──────── Text shown
We, developers, have to come up with user names all the time. In this glorious, pioneer era of TDD, more than ever we have to not only enter them into text fields but write them in test files that are part of the code and thus are clearly visible and permanent.

So it is important to give good names, but what is a good name like? I am not thinking about the semantics of the name (whether it has accented letters, or if it has two or three parts, etc.) but look at them from a very personal point of view: whether it makes you, the programmer, satisfied with your choice of names or bored with repeating the same old names you used in other projects and even in those projects, you had copied them from somewhere.

So when writing your first test where a user is needed, stop for a moment and imagine a world which you like and which is amusing in the context of your application’s domain (like philosophers playing soccer, Luddites attending a technology conference, etc.). Pick some names and let the feeling that you have created something instead of just using old, boring names fill you with contentment. Whenever you need an other name, take one from your world. If you need further data (e.g date of birth) about your test users you can even do a little bit of research.

Though investing energy in this may reduce the time you spend writing code, compared to all the hours you put into a project, it is negligible. Nurturing this “subculture” in your tests can be very entertaining so you have a good time developing and are less prone to boredom. I think it pays off. We, Ruby programmers all know how important it is to be happy while programming and the effect it has on our productivity.

And besides, do you know of anyone who is called John Doe?
────────────────
──────── Material
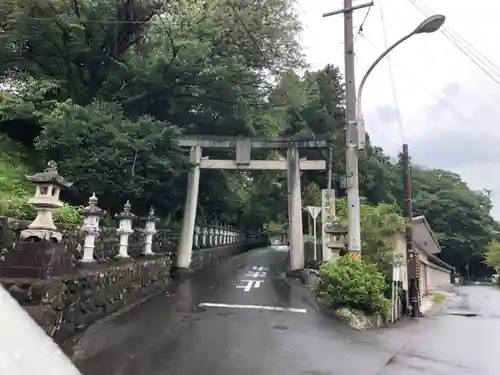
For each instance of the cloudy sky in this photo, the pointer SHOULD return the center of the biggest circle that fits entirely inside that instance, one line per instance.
(449, 108)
────────────────
* **What is asked**
(1) Can you update the passage on naming test users, starting at "Though investing energy" and ending at "called John Doe?", with "boredom" replaced by "monotony"?
(2) What two example worlds does the passage on naming test users suggest imagining?
The material here comes from a different source than the text.

* **Problem solutions**
(1)
Though investing energy in this may reduce the time you spend writing code, compared to all the hours you put into a project, it is negligible. Nurturing this “subculture” in your tests can be very entertaining so you have a good time developing and are less prone to monotony. I think it pays off. We, Ruby programmers all know how important it is to be happy while programming and the effect it has on our productivity.

And besides, do you know of anyone who is called John Doe?

(2) Philosophers playing soccer and Luddites attending a technology conference.